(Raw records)
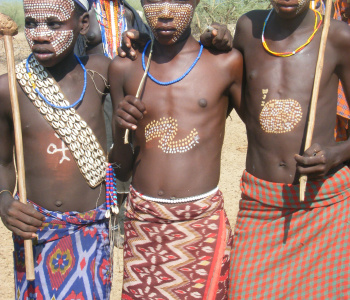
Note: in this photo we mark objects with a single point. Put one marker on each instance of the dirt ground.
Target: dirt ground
(232, 165)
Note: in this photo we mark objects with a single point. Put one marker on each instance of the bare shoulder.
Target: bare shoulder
(339, 34)
(97, 62)
(252, 17)
(5, 104)
(230, 62)
(121, 66)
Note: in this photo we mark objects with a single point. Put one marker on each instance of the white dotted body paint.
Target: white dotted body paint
(180, 13)
(166, 129)
(280, 116)
(40, 12)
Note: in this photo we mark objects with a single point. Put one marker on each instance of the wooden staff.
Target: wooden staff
(8, 29)
(315, 92)
(313, 6)
(138, 93)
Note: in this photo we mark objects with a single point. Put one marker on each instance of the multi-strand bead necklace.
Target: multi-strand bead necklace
(110, 16)
(286, 54)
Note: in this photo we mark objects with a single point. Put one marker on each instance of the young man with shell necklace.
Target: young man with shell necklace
(177, 236)
(61, 105)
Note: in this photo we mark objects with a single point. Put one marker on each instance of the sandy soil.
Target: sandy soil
(232, 165)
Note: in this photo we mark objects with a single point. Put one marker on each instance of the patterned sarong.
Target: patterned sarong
(340, 6)
(284, 249)
(176, 251)
(71, 258)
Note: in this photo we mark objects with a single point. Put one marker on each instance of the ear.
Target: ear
(85, 23)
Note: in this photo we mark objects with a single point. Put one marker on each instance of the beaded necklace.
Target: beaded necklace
(110, 16)
(44, 98)
(286, 54)
(175, 80)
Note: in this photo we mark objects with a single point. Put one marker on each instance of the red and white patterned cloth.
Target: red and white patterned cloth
(176, 251)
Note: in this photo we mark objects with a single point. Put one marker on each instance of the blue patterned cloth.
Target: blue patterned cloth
(71, 258)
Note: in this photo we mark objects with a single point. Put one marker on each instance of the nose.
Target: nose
(41, 34)
(165, 12)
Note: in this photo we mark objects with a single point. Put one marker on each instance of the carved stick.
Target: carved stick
(315, 92)
(138, 93)
(8, 29)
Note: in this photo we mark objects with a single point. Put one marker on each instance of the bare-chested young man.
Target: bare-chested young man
(63, 130)
(284, 249)
(177, 236)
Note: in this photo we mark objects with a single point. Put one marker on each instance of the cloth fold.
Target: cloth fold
(71, 257)
(176, 251)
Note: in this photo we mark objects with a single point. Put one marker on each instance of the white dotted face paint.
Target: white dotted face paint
(40, 12)
(300, 7)
(166, 130)
(181, 14)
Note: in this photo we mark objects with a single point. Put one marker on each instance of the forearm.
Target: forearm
(342, 152)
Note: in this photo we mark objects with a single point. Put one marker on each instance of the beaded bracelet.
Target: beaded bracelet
(3, 191)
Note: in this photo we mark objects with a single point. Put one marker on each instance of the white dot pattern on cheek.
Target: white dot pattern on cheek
(40, 12)
(180, 13)
(62, 9)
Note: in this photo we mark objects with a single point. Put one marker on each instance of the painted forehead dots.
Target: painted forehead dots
(180, 13)
(280, 116)
(41, 10)
(60, 40)
(166, 129)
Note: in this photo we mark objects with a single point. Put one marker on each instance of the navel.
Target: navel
(203, 102)
(283, 164)
(58, 203)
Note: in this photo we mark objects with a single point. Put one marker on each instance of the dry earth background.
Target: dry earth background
(232, 165)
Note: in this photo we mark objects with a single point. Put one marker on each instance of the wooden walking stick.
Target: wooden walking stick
(8, 29)
(138, 93)
(315, 91)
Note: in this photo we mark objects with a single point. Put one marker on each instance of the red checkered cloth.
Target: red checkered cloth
(343, 116)
(287, 249)
(177, 251)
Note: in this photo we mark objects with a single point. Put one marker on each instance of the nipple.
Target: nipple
(203, 102)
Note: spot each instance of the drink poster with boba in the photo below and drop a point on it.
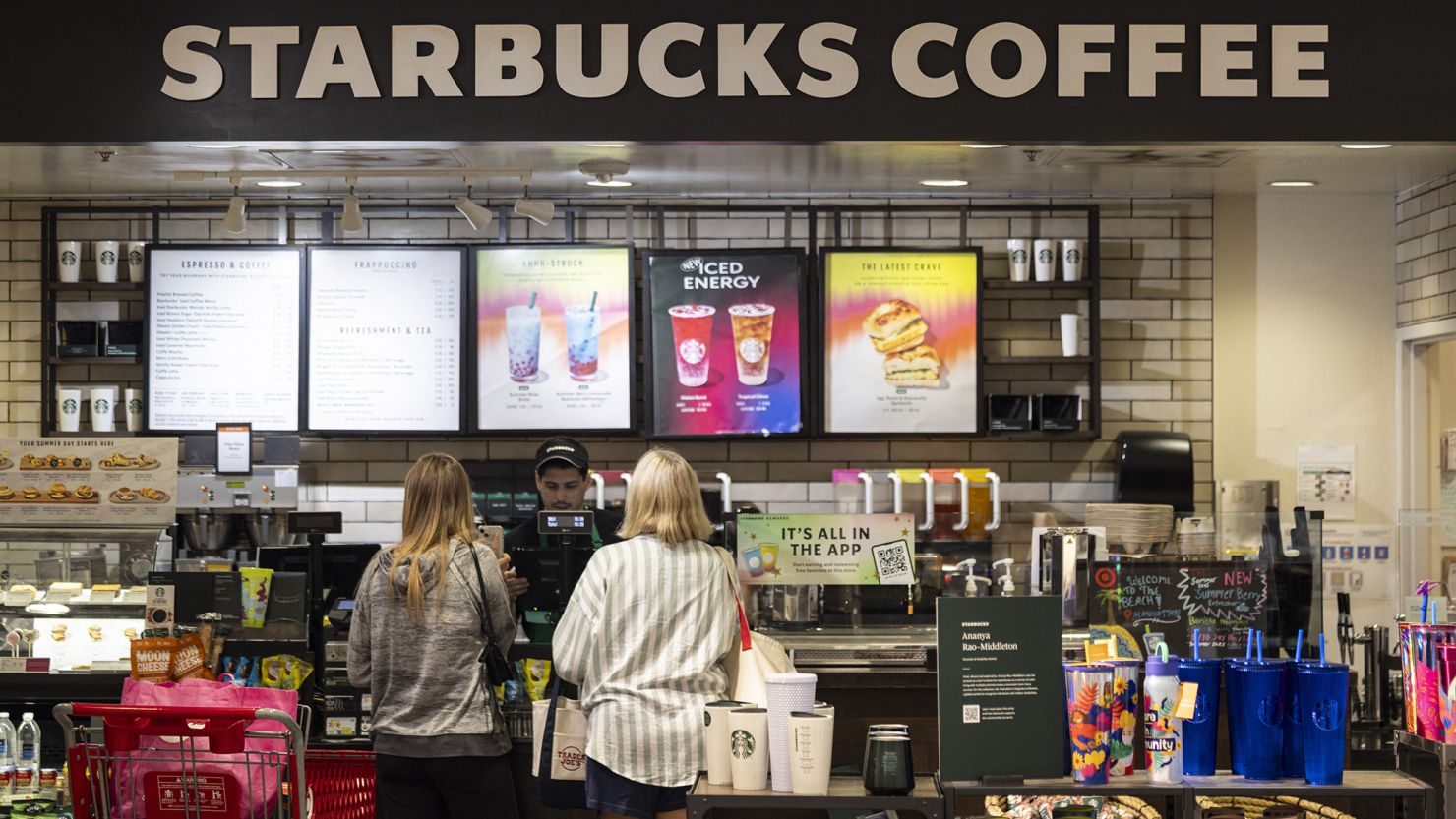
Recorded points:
(554, 343)
(727, 342)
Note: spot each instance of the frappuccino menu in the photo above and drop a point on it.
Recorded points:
(727, 343)
(385, 339)
(554, 340)
(223, 336)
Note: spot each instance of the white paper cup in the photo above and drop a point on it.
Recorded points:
(1073, 252)
(133, 410)
(812, 745)
(749, 748)
(69, 261)
(136, 257)
(69, 409)
(1046, 260)
(1018, 255)
(103, 408)
(1070, 332)
(108, 258)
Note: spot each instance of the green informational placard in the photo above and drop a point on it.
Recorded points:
(1000, 687)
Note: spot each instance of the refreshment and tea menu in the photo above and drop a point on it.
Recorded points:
(223, 336)
(385, 339)
(727, 343)
(554, 339)
(900, 340)
(57, 482)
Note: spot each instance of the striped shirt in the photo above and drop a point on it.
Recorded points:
(645, 634)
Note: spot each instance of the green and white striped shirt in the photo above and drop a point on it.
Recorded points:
(645, 634)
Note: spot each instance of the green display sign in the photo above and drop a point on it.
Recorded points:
(1000, 687)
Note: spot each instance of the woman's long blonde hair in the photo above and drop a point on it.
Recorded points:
(437, 509)
(664, 499)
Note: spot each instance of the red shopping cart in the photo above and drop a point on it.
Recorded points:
(196, 763)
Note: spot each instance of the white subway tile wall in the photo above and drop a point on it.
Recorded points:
(1158, 360)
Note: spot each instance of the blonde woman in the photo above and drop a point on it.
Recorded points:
(421, 620)
(645, 636)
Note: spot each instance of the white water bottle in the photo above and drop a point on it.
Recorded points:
(1162, 731)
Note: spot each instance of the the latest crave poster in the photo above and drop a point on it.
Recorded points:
(727, 342)
(554, 343)
(900, 340)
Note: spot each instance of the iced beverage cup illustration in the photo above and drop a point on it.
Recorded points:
(523, 339)
(582, 327)
(692, 329)
(752, 332)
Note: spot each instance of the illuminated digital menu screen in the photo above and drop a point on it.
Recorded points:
(727, 342)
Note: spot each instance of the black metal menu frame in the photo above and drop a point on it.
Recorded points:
(306, 330)
(303, 318)
(809, 329)
(473, 342)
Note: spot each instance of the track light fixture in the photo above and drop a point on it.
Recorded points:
(352, 220)
(478, 215)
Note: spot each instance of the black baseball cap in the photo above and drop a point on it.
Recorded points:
(563, 449)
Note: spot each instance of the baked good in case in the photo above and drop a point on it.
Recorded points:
(894, 326)
(919, 367)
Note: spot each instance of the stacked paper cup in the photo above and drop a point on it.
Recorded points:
(786, 693)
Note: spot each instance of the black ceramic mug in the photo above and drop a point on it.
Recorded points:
(888, 767)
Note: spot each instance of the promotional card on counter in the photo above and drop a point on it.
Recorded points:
(727, 342)
(385, 339)
(554, 338)
(1001, 691)
(839, 551)
(901, 340)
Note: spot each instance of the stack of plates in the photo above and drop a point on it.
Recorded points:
(786, 693)
(1136, 527)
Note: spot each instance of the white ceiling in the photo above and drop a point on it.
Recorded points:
(664, 170)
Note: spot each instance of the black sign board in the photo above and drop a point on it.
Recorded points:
(1155, 603)
(1000, 687)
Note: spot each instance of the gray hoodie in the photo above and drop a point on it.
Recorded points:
(431, 697)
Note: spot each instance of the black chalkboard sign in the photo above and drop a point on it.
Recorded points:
(1147, 603)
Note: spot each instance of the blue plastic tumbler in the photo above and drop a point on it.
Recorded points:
(1324, 703)
(1256, 707)
(1201, 731)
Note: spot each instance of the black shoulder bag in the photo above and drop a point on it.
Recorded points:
(497, 668)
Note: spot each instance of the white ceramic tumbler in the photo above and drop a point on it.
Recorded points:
(749, 748)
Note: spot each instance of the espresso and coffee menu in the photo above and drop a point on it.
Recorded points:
(727, 342)
(385, 339)
(223, 336)
(900, 340)
(554, 338)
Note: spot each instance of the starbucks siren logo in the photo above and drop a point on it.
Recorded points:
(742, 743)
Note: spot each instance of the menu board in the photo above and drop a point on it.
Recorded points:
(1143, 604)
(727, 342)
(900, 340)
(554, 338)
(54, 482)
(223, 336)
(385, 339)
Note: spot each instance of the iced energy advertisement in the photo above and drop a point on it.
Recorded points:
(900, 340)
(552, 338)
(725, 342)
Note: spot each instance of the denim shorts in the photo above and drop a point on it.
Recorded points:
(607, 790)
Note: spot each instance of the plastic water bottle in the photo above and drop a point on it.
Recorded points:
(1162, 730)
(8, 749)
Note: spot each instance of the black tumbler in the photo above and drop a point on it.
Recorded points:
(888, 770)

**PROBLEM REQUIREMENTS:** Output exactly the lines from the one containing "Note: spot each instance of the menu" through the last line of the entries, both ends included.

**FINISHED EXERCISE:**
Note: spot each instance of the menu board in the photo above and drop a point on it.
Recorded points:
(1143, 604)
(727, 342)
(900, 340)
(554, 338)
(54, 482)
(223, 336)
(385, 339)
Note: spot each instance of the iced energy advertisement in the photo above and drop a point on it.
Recorded points:
(900, 340)
(552, 338)
(725, 342)
Note: spot each instance of the denim shorts in the photo above and drop a point on it.
Recorded points:
(607, 790)
Note: spot each instance of the plastic water bottle in the photo above and drop a point on it.
Recorded points:
(1162, 730)
(8, 749)
Note: spot each instance of the black tumbler in the photo above and drop a point on it.
Recorded points:
(888, 770)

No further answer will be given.